## What needs to be done
In the article below on changing gender markers on Illinois birth certificates, how far back will the Illinois Department of Health go in notifying people who were denied a gender marker change?

## Source extract
▶

The agreement asks to end the requirement for genital surgery in order to change the gender marker.
“This agreement reflects a basic understanding that the government should not be in the business of telling transgender Illinoisans what kind of surgery they need to undergo,” said John Knight, director of the Lesbian, Gay, bisexual and transgender Project at the ACLU of Illinois.
There is still a requirement for a type of surgery to be performed but the specifics of that surgery are left up to the individual’s physician, according to Melaney Arnold, Public Health Communications, Illinois Department of Public Health.
“The vital records code now requires a licensed physician to appropriately complete the affidavit, attesting that the applicant has undergone an operation, by reason of that operation the gender should be changed on their birth record,” said Arnold.
Operations that would potentially fit this criteria would include a double mastectomy, hysterectomy, orchiectomy, or facial feminization surgery. This is a step forward for many transgender individuals who could not afford the cost of genital reassignment surgery, are worried about the results or do not feel the need to undergo such procedures.
While the paperwork still requires approval from a licensed medical physician, the state sill have much less involvement in the daily lives of transgender individuals as a result of this decision.
“Its going to be the licensed physicians medical opinion,” Arnold said.
The decision also has a retroactive component for those who have already been denied a change to their birth certificate because they did not meet the previous surgery requirements, but meet the new ones. The Illinois Department of Health will notify those who have been denied a gender marker change going back to 2008, for which the department has records.
The Department will also issue a statement on their website clarifying that genital reconstruction surgery is no longer a viable requirement.
Accuracy of records is increasingly a necessity in our daily lives, according to the ACLU’s Knight. The possibility of being outed via official records has long been a concern of the transgender community.
“Having an accurate birth certificate is critical today,” said Lauren Grey, the lead plaintiff in the case. “The agreement filed today clears the way for many people born in Illinois to get an accurate birth certificate that will make their lives safer and more secure.”

◀

## Material provided
▶

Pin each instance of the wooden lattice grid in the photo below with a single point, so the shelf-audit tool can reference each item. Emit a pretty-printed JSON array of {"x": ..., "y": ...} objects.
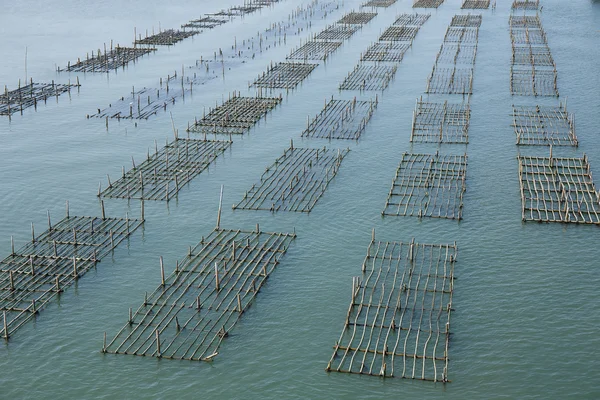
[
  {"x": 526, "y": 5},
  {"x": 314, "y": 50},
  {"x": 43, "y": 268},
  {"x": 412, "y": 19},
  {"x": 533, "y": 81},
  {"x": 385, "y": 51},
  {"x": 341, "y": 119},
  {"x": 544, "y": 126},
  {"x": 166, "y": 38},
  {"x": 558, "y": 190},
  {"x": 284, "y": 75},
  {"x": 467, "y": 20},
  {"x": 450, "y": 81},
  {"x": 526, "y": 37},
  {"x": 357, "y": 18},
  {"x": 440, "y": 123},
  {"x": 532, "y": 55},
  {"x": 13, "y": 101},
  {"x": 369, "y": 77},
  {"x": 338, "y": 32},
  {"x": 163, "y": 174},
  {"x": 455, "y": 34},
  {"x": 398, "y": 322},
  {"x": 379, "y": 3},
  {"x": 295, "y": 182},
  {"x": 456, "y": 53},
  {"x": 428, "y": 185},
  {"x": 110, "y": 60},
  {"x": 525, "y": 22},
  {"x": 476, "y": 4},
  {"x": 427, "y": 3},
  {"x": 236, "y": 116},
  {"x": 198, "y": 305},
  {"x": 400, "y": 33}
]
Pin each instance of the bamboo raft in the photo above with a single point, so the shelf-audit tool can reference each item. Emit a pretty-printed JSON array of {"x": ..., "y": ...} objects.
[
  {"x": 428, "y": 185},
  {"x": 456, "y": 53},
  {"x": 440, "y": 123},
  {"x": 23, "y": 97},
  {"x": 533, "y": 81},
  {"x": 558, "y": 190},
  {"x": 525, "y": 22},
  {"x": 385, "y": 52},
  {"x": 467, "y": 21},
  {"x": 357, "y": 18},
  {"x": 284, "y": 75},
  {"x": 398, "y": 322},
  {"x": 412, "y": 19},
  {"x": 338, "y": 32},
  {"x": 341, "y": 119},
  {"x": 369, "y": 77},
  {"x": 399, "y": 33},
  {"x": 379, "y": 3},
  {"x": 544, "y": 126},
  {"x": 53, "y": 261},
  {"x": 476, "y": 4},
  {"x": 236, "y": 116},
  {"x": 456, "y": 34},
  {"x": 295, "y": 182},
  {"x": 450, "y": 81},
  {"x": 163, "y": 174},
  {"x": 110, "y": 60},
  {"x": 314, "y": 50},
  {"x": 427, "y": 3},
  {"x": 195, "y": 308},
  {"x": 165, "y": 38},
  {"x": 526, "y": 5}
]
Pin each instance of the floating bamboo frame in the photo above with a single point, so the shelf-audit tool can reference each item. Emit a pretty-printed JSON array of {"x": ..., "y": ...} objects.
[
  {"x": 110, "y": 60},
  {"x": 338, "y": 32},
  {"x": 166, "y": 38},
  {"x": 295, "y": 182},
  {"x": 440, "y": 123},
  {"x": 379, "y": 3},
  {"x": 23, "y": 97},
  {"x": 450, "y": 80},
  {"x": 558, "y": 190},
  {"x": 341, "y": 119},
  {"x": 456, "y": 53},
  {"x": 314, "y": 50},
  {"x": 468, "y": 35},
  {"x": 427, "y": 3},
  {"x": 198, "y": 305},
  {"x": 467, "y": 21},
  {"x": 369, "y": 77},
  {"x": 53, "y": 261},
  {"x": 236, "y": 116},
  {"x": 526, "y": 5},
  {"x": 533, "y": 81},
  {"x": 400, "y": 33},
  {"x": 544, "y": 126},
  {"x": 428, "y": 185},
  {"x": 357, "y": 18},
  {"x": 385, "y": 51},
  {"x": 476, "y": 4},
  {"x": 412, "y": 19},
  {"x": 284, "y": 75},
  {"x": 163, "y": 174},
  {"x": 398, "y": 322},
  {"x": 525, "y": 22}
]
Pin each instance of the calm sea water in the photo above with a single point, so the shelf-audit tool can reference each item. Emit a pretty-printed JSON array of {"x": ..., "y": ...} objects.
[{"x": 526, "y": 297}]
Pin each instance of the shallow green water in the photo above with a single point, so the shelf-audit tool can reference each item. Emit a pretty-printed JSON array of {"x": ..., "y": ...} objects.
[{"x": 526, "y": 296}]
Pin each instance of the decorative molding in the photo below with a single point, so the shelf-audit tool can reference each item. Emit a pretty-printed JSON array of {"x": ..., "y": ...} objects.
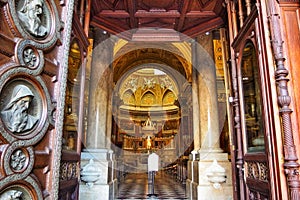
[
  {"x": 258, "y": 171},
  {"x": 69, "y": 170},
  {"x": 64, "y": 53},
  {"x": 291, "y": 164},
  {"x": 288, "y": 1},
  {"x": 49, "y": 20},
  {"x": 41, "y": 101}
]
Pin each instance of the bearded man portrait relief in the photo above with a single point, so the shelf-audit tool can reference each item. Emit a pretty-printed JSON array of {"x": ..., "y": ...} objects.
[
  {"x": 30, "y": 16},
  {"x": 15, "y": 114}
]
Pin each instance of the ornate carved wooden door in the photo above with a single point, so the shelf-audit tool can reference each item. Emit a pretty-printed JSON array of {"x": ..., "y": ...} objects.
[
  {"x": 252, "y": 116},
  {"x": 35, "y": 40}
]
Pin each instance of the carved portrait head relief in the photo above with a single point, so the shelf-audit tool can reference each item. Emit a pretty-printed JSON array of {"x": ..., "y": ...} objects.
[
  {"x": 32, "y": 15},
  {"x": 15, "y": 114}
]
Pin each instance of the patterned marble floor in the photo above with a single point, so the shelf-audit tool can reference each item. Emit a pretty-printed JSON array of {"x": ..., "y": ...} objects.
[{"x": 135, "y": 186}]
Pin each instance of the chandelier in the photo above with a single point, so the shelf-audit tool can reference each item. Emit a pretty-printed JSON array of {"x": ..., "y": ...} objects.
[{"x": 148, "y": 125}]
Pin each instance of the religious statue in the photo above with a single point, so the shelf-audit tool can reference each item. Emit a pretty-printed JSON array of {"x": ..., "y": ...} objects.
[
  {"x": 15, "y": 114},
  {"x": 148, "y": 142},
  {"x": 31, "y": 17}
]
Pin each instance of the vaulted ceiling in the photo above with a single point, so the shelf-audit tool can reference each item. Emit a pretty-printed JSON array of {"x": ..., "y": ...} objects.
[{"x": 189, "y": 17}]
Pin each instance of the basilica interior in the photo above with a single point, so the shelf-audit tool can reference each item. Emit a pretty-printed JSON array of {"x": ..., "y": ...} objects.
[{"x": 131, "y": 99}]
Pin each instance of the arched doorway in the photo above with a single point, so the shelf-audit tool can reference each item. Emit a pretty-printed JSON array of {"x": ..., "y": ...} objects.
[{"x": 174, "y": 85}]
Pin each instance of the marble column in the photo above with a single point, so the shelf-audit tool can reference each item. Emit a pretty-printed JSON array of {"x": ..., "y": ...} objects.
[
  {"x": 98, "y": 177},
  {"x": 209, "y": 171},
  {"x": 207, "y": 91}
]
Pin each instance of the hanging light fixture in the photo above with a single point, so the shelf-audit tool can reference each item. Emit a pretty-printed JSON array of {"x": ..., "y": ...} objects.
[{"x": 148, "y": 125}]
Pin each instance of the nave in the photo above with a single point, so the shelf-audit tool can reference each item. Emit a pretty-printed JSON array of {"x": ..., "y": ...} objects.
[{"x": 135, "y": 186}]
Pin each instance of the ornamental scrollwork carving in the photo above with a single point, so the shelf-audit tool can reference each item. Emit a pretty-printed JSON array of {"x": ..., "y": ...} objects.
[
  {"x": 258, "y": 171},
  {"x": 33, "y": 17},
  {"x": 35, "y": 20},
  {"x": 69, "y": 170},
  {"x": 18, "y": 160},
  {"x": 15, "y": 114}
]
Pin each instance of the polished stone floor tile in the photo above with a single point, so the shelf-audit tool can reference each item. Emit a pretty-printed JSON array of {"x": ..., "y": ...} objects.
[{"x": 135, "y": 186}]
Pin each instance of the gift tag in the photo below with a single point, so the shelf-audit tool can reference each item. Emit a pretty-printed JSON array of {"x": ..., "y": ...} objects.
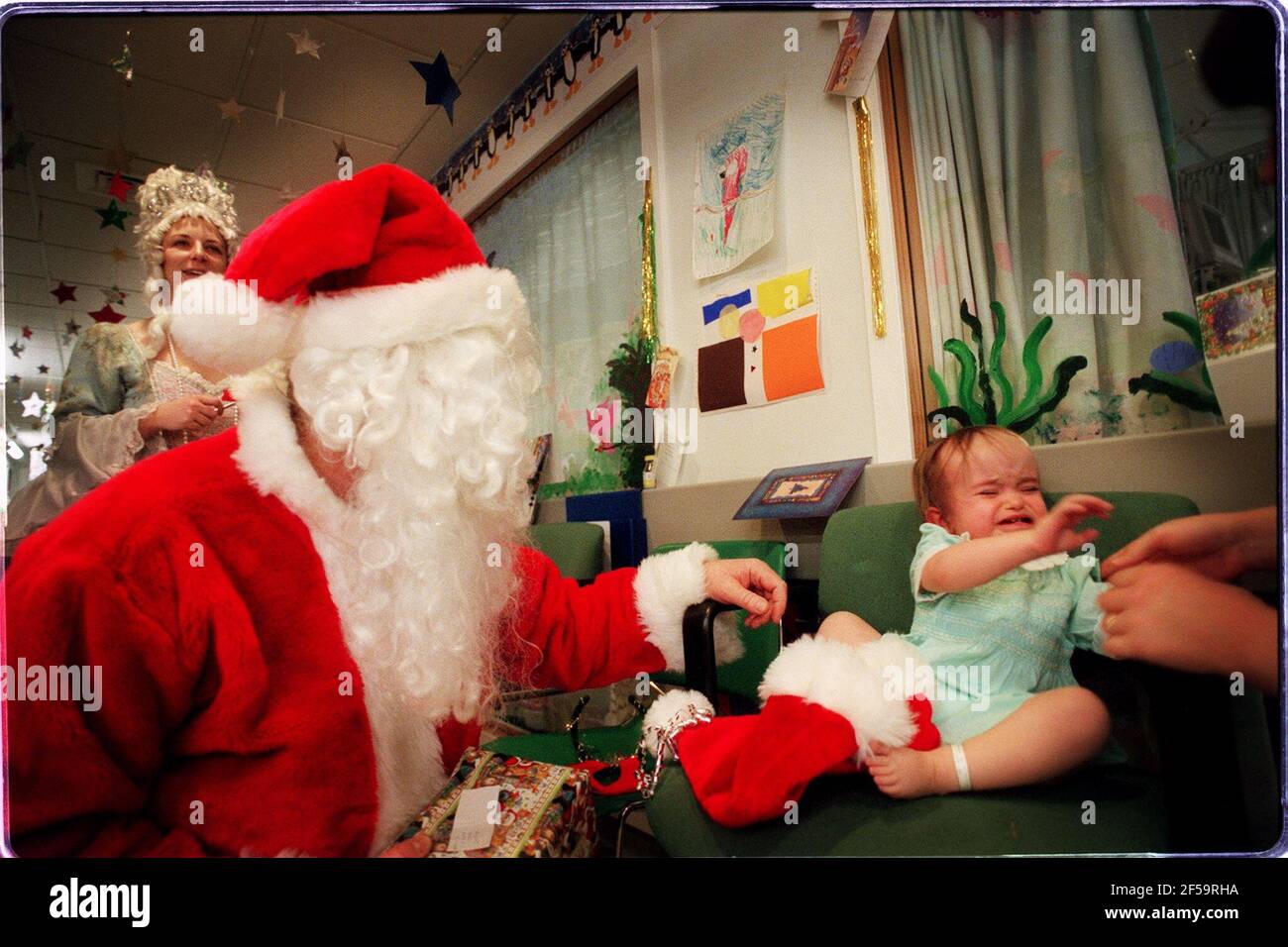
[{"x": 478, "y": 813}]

◀

## Answer box
It will notify those denied going back to 2008.